Directives:
A. In the RDataFrame forum thread, which tutorial did the poster find that seemed to be what they needed?
B. Carry on the RDataFrame forum thread from its final sentence.

Page text:
— begin —

I am new to RDataframe and tried to convert some old code to RDataframe syntax.
It works without implicite MT. But (as I have expected) not with implicite MT. Here I am missing events.
Can someone help me how to do it right? I looked at the tutorials and found the df018_customActions one which seems to be something I need to use. But I do not really understand it.
My code used so far is:
TH2D spectra2d {tfilename.c_str()
, Form("%s;frequency; run #", tfilename.c_str())
, values, min_freq, max_freq, n_entries, 1, n_entries
};
d.Foreach(
[&spectra2d] (const std::vector<double>& f, const std::vector<double>& r, int run)
{
for (size_t i = 0; i < f.size(); ++i) {
spectra2d.SetBinContent(spectra2d.FindBin(f[i], run), r[i]);
}
}
, {"f", "r", "run"}
);
as you say this code cannot work in parallel because the SetBinContent method is not thread safe (and for a good reason!).

— end —

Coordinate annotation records
— begin —

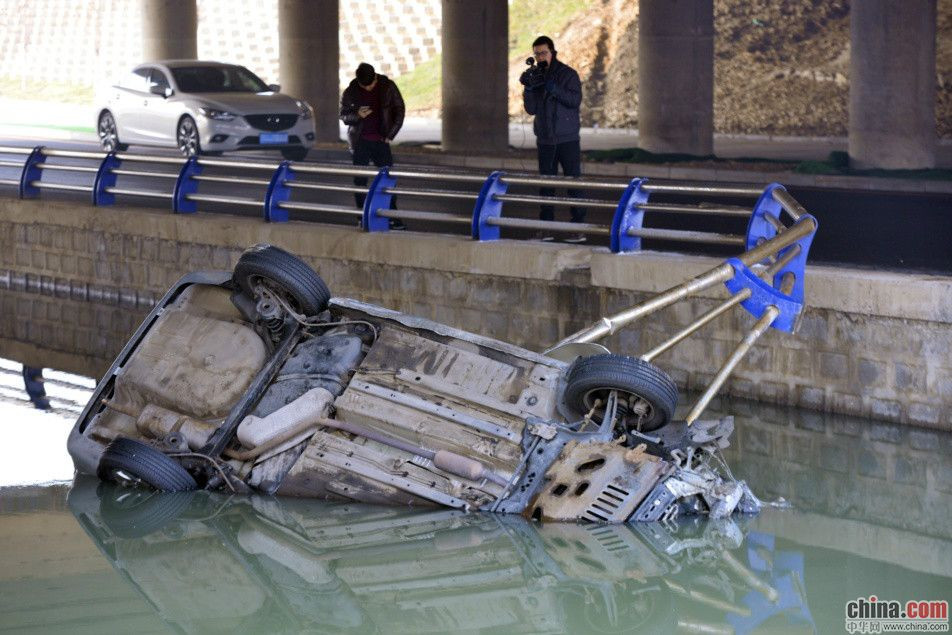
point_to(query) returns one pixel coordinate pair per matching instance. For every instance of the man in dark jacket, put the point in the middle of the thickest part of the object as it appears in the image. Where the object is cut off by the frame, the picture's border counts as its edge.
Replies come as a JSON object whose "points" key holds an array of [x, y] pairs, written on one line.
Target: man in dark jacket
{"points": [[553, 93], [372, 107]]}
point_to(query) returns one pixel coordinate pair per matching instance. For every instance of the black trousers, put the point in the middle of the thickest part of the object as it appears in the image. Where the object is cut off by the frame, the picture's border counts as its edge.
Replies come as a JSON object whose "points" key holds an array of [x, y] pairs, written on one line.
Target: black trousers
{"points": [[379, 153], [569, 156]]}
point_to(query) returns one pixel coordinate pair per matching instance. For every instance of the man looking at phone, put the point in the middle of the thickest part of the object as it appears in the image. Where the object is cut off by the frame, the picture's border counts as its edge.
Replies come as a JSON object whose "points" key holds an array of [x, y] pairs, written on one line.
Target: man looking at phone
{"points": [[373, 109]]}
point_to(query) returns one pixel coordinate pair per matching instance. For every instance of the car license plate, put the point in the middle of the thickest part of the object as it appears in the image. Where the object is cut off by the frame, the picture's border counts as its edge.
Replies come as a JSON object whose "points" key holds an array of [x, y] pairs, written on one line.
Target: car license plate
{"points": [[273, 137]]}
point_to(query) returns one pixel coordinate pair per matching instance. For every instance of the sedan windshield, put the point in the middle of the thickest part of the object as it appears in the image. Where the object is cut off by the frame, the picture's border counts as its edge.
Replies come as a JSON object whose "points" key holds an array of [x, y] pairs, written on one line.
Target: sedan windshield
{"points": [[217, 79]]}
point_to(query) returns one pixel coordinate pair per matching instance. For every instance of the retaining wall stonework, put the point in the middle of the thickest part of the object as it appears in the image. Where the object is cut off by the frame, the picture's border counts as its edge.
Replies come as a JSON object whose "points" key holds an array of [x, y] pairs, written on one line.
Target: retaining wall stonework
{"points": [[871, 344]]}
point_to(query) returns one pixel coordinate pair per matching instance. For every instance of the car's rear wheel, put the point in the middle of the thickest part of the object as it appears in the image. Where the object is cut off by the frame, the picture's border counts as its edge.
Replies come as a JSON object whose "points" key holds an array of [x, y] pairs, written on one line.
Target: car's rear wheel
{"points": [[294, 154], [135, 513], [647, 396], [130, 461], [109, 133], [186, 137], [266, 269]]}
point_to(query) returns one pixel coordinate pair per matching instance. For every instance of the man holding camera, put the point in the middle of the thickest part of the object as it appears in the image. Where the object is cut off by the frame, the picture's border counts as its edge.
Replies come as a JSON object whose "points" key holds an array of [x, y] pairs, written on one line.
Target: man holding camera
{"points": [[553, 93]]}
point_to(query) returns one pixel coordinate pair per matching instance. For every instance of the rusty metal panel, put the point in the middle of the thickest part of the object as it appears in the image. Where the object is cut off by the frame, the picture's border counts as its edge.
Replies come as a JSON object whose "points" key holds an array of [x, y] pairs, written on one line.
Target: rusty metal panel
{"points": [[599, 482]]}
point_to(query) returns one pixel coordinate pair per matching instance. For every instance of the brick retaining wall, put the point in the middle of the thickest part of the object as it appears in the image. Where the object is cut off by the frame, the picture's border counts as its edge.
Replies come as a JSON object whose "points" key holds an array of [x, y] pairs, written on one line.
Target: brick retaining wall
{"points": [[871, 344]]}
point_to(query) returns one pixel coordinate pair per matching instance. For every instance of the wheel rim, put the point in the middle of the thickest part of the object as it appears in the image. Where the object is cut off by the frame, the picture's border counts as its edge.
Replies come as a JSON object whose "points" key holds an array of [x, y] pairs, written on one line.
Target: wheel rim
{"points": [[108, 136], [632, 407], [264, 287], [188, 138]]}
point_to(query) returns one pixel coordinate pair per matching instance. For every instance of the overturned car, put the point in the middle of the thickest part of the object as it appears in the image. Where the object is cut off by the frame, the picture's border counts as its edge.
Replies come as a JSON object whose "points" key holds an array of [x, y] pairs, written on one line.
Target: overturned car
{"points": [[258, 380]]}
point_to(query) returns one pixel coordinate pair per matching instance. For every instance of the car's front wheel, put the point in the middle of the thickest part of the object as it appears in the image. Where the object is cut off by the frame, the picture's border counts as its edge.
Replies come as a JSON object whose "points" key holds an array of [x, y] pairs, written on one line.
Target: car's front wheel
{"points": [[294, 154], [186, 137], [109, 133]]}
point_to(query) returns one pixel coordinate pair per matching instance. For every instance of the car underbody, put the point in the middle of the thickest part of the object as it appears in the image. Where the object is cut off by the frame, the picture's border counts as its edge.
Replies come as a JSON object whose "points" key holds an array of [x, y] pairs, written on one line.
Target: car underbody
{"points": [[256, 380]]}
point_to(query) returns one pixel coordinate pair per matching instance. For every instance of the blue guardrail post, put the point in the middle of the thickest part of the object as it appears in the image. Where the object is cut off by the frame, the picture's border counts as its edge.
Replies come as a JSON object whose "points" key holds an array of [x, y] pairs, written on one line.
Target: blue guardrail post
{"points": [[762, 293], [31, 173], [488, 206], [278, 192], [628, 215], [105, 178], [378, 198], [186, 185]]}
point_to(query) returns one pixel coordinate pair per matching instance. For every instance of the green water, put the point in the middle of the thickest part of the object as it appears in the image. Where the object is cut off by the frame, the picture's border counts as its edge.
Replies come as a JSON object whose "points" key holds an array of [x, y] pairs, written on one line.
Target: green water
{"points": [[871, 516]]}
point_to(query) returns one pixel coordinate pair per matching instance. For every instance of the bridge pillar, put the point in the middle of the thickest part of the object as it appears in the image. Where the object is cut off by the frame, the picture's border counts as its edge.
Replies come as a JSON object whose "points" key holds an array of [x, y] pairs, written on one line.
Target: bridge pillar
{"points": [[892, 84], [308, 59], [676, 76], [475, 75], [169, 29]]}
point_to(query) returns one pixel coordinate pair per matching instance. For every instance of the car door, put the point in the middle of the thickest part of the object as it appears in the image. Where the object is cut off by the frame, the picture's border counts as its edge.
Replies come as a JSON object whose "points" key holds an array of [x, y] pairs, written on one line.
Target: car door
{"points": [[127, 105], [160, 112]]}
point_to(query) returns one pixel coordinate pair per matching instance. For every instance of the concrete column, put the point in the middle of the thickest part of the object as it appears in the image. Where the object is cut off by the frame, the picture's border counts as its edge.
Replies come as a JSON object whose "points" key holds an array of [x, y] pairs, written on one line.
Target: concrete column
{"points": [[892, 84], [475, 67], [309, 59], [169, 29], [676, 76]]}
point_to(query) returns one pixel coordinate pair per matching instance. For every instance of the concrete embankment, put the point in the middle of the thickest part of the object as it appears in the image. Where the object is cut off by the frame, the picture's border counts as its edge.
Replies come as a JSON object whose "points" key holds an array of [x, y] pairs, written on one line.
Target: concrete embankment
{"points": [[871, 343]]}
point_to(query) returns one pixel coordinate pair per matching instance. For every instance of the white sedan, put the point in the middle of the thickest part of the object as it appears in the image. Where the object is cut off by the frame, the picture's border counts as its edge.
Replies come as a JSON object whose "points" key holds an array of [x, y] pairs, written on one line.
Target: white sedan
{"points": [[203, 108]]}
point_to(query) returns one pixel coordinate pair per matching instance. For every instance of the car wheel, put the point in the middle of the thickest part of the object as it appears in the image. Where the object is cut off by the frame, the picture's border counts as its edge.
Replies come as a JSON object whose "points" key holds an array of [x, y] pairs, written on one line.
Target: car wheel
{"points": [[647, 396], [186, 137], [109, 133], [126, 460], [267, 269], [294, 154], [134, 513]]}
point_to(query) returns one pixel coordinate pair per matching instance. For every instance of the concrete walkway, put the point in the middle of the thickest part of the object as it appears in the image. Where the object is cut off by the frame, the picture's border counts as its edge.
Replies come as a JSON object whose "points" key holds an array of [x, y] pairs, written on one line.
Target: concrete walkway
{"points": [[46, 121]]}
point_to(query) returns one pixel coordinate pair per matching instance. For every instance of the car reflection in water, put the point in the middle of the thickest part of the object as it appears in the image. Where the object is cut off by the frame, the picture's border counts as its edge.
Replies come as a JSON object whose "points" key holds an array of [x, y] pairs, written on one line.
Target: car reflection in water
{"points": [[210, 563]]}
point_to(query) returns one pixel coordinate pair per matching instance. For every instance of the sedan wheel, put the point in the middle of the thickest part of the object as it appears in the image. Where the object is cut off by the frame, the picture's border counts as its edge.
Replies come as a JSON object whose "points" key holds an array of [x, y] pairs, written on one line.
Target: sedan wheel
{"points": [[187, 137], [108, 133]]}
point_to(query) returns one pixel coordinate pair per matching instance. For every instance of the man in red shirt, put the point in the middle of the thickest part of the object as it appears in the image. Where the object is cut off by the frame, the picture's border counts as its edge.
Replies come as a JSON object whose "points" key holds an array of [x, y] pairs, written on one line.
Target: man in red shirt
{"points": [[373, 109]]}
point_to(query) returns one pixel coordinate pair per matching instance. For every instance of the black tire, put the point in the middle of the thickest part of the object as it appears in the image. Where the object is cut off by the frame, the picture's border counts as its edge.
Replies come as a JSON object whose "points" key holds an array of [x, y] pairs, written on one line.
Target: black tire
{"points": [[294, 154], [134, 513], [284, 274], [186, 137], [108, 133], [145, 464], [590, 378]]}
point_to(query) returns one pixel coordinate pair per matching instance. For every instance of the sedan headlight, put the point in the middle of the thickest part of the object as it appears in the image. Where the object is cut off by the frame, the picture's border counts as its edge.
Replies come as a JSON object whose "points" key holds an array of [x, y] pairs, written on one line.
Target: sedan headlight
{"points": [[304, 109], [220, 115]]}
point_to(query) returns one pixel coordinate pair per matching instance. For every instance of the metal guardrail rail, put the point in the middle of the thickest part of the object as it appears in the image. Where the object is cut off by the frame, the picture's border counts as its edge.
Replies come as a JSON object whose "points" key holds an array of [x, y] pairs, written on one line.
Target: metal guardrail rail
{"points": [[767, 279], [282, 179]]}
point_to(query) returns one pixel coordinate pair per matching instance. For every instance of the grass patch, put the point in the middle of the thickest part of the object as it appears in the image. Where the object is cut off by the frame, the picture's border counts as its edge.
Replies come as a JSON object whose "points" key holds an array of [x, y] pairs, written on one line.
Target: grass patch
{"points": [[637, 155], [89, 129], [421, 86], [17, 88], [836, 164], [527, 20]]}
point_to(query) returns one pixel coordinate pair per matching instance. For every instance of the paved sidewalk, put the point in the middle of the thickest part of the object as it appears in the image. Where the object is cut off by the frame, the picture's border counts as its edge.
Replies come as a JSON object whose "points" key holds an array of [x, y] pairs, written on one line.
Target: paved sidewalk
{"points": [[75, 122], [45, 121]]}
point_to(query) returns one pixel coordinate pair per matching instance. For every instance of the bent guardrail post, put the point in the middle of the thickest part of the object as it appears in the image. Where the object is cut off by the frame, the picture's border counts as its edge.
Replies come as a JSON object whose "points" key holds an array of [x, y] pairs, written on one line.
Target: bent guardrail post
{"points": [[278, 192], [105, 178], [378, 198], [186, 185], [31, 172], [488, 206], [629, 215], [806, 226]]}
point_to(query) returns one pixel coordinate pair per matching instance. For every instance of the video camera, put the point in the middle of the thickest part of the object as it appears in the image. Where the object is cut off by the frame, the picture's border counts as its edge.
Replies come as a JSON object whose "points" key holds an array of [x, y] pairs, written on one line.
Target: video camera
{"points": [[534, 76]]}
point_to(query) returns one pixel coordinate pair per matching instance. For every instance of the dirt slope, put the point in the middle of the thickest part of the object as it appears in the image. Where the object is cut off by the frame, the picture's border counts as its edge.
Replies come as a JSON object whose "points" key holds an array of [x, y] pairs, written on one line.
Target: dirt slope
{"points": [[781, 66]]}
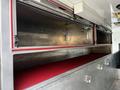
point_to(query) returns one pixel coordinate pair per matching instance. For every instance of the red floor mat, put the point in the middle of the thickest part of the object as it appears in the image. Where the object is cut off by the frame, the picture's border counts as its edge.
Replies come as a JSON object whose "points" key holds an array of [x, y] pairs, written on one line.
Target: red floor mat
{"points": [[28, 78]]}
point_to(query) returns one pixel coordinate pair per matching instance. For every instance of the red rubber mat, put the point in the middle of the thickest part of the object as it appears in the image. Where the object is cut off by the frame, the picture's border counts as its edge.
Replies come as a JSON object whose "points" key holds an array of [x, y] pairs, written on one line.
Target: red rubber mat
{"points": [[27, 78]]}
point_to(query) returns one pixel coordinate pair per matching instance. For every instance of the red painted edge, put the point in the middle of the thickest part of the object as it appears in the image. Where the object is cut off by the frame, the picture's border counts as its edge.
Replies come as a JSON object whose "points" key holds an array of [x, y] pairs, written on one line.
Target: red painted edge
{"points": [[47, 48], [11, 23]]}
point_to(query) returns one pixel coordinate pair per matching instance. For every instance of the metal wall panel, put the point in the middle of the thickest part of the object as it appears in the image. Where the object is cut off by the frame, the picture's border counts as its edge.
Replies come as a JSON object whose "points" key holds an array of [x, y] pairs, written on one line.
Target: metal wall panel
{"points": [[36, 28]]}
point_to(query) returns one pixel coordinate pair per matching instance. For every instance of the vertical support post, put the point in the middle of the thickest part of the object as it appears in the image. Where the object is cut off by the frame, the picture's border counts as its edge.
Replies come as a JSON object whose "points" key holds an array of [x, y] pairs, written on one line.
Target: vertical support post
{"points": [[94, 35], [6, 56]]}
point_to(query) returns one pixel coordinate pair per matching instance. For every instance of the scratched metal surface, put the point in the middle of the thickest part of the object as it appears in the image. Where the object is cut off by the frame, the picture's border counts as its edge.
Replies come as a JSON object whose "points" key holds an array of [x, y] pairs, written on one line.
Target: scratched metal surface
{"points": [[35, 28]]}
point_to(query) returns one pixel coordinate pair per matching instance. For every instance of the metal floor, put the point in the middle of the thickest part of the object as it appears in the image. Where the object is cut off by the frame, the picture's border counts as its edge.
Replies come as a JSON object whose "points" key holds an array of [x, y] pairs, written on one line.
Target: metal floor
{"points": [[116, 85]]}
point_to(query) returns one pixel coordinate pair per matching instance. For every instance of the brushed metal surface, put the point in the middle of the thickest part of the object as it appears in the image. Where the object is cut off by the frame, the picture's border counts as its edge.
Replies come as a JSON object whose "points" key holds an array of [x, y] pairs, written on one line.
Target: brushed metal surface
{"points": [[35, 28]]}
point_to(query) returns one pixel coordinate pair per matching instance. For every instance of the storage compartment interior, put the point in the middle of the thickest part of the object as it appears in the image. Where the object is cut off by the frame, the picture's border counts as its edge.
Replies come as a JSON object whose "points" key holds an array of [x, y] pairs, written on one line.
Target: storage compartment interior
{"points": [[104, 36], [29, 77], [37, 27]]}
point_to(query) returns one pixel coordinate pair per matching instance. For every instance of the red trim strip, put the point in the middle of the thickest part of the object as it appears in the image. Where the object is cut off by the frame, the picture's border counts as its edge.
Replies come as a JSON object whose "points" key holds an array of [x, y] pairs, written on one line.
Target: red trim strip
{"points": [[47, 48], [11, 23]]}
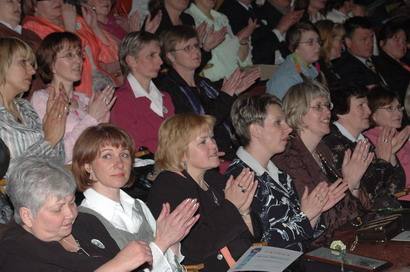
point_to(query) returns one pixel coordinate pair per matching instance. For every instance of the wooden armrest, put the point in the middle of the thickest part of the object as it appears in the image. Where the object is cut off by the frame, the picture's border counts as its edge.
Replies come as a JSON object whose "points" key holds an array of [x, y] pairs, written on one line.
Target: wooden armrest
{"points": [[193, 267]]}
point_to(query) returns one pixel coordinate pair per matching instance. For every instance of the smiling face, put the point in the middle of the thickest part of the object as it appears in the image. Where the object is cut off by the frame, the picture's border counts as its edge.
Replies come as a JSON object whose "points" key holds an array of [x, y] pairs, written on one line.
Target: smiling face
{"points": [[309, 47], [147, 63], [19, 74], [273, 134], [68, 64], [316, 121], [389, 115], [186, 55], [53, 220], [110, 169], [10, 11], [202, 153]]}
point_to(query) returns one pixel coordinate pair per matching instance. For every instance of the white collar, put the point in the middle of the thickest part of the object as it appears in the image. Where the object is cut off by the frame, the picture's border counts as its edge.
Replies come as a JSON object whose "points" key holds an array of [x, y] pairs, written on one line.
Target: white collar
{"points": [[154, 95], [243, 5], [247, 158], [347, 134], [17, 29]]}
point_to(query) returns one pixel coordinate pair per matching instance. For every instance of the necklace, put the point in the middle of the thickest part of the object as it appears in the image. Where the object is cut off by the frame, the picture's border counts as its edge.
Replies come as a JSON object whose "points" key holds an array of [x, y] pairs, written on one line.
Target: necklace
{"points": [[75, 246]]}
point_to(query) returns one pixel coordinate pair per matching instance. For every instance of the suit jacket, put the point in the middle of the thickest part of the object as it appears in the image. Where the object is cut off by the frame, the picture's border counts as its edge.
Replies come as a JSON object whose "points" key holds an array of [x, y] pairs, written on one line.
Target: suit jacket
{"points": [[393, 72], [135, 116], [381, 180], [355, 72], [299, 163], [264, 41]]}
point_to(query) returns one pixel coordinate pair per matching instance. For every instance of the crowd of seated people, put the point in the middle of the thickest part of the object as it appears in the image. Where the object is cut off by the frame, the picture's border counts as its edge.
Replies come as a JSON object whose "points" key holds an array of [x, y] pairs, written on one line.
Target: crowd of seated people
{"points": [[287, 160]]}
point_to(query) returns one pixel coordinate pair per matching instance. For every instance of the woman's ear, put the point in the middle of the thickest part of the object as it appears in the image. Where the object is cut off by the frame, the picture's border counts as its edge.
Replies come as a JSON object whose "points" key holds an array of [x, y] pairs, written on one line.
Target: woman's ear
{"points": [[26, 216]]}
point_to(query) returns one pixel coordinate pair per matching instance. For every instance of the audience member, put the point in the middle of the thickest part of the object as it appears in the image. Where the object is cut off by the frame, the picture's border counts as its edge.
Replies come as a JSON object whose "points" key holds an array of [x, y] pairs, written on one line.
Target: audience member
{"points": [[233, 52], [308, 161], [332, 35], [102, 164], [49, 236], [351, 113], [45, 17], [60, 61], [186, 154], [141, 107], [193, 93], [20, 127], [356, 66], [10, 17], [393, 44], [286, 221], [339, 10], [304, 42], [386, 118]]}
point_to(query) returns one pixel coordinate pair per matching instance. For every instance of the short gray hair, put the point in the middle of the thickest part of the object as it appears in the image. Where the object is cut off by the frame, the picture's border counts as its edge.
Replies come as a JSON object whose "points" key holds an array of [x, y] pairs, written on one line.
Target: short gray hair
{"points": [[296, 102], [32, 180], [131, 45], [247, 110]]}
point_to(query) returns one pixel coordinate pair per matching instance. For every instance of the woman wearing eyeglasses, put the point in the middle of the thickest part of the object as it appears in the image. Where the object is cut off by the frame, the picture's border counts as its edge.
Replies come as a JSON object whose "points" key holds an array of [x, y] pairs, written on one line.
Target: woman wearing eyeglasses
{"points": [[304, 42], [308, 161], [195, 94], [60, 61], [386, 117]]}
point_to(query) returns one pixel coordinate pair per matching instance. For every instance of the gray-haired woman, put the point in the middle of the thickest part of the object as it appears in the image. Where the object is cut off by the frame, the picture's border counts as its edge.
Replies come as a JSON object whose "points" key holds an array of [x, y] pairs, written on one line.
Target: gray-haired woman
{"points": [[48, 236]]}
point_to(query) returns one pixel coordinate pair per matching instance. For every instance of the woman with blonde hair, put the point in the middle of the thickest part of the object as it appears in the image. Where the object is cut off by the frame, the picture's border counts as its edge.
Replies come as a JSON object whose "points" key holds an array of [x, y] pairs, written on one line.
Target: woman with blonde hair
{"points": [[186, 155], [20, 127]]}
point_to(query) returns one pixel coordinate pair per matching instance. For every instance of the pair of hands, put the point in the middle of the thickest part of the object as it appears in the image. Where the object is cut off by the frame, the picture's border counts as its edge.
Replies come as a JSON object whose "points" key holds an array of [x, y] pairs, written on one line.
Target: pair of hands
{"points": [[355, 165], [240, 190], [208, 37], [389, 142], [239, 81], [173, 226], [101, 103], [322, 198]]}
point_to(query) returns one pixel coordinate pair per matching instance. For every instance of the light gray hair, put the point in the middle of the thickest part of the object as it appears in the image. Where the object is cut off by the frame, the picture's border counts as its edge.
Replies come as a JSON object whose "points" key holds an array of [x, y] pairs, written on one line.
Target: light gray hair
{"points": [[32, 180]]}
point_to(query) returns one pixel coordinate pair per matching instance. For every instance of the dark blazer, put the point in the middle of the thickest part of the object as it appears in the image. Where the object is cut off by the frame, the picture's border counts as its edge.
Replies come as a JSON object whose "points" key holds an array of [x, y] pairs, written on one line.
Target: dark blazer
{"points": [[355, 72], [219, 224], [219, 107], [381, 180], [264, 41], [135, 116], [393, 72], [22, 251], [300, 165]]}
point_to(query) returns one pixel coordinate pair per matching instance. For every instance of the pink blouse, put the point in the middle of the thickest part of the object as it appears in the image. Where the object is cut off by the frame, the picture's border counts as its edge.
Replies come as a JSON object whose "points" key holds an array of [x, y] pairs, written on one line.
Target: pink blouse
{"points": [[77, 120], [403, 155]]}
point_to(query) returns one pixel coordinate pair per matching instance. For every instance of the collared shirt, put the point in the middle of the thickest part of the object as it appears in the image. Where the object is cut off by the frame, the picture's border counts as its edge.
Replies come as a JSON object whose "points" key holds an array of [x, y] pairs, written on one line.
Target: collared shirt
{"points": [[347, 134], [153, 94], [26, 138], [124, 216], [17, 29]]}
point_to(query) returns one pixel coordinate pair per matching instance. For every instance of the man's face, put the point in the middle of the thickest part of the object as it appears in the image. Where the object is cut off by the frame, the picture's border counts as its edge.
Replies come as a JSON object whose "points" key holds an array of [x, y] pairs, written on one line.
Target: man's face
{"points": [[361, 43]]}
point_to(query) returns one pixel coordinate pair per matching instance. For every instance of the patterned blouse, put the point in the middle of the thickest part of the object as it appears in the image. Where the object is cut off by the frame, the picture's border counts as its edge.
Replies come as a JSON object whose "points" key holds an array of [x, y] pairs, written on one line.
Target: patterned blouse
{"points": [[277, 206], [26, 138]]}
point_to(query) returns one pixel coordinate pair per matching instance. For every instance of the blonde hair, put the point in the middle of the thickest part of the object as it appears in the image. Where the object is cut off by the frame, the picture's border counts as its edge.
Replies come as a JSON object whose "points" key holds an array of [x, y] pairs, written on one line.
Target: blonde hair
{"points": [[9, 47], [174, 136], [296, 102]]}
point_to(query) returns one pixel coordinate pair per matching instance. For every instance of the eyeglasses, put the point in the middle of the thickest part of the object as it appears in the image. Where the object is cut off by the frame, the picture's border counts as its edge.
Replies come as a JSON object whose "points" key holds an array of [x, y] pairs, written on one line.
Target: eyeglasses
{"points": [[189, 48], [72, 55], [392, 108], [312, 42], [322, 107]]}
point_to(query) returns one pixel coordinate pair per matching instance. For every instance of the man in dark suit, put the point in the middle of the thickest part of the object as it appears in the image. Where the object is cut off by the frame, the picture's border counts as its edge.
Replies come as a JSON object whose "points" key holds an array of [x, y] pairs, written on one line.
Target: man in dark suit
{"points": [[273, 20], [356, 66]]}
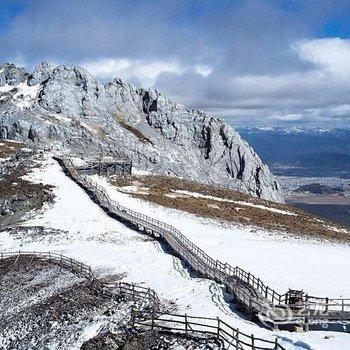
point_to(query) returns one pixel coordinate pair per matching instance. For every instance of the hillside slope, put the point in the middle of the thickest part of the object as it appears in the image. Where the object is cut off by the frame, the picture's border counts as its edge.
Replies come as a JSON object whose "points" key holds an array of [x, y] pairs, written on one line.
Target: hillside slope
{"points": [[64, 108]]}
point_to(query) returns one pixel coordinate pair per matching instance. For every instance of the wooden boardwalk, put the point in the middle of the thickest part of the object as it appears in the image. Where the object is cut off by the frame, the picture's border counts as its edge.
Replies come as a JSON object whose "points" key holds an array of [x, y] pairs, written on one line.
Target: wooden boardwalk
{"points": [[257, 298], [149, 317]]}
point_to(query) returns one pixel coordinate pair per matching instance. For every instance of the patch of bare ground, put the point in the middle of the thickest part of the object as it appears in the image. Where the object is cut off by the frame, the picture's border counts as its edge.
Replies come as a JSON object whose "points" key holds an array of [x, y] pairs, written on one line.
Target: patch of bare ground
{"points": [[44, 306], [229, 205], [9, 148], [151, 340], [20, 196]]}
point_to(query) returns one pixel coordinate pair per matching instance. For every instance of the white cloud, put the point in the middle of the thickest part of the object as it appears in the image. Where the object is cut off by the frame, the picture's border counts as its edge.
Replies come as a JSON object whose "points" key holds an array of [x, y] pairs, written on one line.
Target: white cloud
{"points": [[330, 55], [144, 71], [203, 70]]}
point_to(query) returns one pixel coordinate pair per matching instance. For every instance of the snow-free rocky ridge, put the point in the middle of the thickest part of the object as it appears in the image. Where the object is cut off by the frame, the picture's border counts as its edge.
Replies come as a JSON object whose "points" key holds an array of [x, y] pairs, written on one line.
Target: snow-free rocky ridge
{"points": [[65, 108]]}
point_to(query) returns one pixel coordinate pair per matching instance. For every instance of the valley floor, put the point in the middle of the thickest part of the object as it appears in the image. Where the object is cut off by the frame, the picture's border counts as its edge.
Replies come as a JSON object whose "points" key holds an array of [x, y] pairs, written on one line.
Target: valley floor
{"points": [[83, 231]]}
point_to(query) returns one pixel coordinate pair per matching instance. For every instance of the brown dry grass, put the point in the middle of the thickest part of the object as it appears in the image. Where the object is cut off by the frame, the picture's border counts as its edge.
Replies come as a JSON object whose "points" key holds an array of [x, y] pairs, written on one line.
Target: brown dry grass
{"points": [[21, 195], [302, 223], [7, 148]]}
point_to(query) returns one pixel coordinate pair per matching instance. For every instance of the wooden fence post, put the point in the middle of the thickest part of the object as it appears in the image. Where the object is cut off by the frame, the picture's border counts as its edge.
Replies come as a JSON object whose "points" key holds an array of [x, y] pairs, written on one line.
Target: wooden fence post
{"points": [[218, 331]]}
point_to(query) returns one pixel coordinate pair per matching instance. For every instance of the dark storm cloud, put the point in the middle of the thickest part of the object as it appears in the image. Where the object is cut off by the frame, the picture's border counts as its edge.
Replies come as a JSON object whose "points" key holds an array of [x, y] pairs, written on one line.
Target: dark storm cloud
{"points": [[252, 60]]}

— end —

The results:
A. df018_customActions

B.
What you may do, is to fill N different histograms, one per processing slot (there is one slot per worker thread in the RDF model). The idea is not to impose thread safety with a synchronisation mechanism (a lock around the SetBinContent would work but the code will be tremendously inefficient, de-facto sequential).
Therefore your code may become:
std::vector<TH2D> spectra2d_vec;
const auto nSlots = GetImplicitMTPoolSize();
for (auto i : ROOT::TSeqU(nSlots)) spectra2d_vec.emplace_back(tfilename.c_str()
, Form("%s;frequency; run #", tfilename.c_str())
, values, min_freq, max_freq, n_entries, 1, n_entries);
d.Foreach(
[&spectra2d] (unsigned int slot, const std::vector<double>& f, const std::vector<double>& r, int run)
{
for (size_t i = 0; i < f.size(); ++i) {
spectra2d[slot].SetBinContent(spectra2d.FindBin(f[i], run), r[i]);
}
}
, {"f", "r", "run"}
);
// Merge here your histos.
auto &mergedSpectra = spectra2d_vec[0];
for (auto i : ROOT::TSeqU(1, nSlots)) mergedSpectra.Merge(&spectra2d_vec[i]);
It is strange though that using 2 threads is faster than using 4 threads by saying ROOT::EnableImplicitMT(2) instead of using 0 or 4 by 4 physical CPUs. I guess that is because the hard drive is slowing multiple threads down by reading the data from tree.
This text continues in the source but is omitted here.